▶ [Exercise description]
For each statement, say yes or no to whether it agrees with the stem-cell text, and quote the words that decide it: (a) Smith was born in Edinburgh; (b) the 1990 act allowed research on embryos for any purpose; (c) a 2001 change to the rules allowed therapeutic cloning.

▶ [Text under study]
A Stem-Cell Research Pioneer
Professor Austin Smith, 42, is the director of Edinburgh University's Institute for Stem Cell Research, which is recognized as a world leader in this promising new area of science. Stem cells, taken from embryos, are the basic building blocks from which tissues and organs grow. These pluripotent cells, whose development potential hasn't been fixed, have the potential to revolutionize medicine by offering ways of repairing diseased and damaged body tissues.
Born in Liverpool, Smith is Britain's top expert on stem cells. The country has the world's most advanced and progressive policies on research using human embryos. In its 1990 Human Fertilisation & Embryology Act, the British government introduced legislation to legally permit research on embryos for specified purposes, such as treatment of infertility. In 2001, regulations were amended to allow for therapeutic cloning to investigate embryonic development and improve treatment and understanding of serious disease.

▶ [Source data]

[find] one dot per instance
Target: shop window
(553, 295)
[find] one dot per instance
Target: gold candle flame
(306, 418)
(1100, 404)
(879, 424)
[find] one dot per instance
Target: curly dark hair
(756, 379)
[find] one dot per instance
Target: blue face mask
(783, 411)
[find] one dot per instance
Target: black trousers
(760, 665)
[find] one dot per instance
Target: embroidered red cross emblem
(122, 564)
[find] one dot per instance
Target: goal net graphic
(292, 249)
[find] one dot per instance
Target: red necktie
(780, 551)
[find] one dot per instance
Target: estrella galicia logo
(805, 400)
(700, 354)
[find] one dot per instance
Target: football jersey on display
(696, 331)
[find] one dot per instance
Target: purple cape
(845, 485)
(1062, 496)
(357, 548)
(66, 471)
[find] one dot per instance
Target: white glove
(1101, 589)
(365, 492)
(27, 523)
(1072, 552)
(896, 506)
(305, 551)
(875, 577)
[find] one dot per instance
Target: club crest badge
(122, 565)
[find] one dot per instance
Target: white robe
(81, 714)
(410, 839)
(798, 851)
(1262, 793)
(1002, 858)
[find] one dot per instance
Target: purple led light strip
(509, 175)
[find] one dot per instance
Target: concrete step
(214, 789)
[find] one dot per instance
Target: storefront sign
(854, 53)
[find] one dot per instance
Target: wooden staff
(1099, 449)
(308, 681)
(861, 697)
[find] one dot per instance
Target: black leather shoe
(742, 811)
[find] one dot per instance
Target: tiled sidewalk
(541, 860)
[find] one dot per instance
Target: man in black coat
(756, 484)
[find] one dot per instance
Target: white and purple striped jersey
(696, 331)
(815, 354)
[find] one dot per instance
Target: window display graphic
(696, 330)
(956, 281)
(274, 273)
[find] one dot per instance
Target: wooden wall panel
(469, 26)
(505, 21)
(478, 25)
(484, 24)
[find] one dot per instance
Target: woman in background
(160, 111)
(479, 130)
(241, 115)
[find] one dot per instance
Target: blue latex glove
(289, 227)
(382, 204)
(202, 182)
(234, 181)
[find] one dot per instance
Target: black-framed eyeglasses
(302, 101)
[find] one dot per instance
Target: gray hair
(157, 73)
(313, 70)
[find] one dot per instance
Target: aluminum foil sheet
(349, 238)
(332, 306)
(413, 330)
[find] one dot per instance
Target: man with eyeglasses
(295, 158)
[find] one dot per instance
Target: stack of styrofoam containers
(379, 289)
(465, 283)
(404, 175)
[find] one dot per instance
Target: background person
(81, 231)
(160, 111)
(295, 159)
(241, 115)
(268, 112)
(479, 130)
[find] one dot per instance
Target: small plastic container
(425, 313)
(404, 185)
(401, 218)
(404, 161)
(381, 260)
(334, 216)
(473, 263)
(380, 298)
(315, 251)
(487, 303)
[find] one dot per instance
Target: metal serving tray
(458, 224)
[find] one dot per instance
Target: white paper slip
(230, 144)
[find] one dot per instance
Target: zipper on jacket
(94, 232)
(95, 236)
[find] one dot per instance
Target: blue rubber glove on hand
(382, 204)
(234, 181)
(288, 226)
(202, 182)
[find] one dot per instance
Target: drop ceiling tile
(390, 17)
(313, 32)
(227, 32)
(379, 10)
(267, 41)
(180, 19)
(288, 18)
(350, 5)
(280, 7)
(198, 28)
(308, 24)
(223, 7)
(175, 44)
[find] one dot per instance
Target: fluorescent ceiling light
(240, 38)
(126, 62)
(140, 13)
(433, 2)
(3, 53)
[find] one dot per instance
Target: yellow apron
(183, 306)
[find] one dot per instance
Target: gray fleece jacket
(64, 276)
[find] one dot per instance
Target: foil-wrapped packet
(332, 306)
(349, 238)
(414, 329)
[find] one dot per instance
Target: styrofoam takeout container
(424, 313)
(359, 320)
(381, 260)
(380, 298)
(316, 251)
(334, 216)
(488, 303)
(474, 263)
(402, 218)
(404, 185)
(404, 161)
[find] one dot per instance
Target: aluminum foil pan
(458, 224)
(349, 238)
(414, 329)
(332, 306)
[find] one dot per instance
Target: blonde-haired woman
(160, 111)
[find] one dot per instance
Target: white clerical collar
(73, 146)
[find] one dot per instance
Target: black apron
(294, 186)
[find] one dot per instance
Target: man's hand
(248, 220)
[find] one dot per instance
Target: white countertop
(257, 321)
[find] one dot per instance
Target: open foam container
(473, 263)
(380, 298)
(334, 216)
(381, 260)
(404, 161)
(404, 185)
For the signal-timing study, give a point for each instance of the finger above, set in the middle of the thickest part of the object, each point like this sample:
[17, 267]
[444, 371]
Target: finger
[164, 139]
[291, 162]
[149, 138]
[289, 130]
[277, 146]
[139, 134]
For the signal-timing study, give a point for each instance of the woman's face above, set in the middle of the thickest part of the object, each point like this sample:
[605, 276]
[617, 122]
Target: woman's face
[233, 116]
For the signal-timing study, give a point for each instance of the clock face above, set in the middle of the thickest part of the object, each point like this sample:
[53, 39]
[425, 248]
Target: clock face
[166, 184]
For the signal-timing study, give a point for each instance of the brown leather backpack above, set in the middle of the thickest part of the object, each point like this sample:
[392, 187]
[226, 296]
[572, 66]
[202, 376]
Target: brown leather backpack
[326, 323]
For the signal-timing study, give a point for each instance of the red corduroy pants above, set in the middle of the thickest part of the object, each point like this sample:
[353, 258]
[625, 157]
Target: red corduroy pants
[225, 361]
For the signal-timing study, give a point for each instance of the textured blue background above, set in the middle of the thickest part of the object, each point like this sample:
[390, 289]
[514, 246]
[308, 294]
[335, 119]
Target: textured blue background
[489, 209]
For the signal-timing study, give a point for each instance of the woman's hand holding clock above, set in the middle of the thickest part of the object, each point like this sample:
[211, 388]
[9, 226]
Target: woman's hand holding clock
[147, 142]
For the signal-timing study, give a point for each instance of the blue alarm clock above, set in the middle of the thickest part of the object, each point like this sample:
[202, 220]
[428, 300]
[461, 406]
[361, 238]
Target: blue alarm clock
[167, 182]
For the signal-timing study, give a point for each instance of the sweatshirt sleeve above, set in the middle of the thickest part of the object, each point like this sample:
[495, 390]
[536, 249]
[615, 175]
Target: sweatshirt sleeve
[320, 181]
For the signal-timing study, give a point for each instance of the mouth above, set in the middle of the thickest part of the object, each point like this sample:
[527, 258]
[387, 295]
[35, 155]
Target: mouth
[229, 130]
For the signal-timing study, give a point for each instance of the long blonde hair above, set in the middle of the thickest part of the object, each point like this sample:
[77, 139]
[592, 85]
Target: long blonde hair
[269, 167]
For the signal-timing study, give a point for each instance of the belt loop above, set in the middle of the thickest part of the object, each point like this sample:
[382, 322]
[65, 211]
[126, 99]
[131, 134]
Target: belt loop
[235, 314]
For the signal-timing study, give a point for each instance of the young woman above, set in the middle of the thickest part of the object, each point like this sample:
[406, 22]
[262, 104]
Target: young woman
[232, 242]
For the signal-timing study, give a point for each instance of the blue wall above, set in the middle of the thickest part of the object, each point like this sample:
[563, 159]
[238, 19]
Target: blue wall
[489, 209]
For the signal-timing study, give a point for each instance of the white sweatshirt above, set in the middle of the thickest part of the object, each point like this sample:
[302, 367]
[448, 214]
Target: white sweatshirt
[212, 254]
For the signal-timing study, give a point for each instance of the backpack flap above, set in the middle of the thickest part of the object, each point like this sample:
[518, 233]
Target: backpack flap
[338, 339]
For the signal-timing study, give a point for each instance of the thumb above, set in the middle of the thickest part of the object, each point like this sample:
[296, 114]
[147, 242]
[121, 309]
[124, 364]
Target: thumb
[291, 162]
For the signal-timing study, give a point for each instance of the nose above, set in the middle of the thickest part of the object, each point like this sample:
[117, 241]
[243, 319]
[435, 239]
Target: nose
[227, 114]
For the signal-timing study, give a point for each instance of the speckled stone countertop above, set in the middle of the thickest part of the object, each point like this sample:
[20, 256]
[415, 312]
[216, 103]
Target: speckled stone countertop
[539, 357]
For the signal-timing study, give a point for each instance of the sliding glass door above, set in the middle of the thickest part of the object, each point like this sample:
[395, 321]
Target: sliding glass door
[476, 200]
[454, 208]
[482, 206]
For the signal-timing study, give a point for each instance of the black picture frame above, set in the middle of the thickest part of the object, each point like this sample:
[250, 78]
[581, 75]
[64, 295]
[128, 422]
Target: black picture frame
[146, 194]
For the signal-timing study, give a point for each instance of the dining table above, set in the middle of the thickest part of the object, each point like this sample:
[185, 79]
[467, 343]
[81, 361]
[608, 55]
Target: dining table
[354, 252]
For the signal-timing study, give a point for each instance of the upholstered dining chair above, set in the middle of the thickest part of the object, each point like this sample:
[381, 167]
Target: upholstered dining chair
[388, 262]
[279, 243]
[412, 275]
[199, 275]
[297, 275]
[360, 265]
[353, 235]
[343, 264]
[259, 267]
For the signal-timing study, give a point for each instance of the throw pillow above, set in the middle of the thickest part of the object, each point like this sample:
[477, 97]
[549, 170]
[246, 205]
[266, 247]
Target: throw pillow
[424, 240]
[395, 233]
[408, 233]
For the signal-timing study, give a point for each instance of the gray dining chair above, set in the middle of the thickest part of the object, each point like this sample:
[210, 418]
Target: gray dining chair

▶ [Output of the exercise]
(a) No: "Born in Liverpool"
(b) No: "to legally permit research on embryos for specified purposes"
(c) Yes: "In 2001, regulations were amended to allow for therapeutic cloning"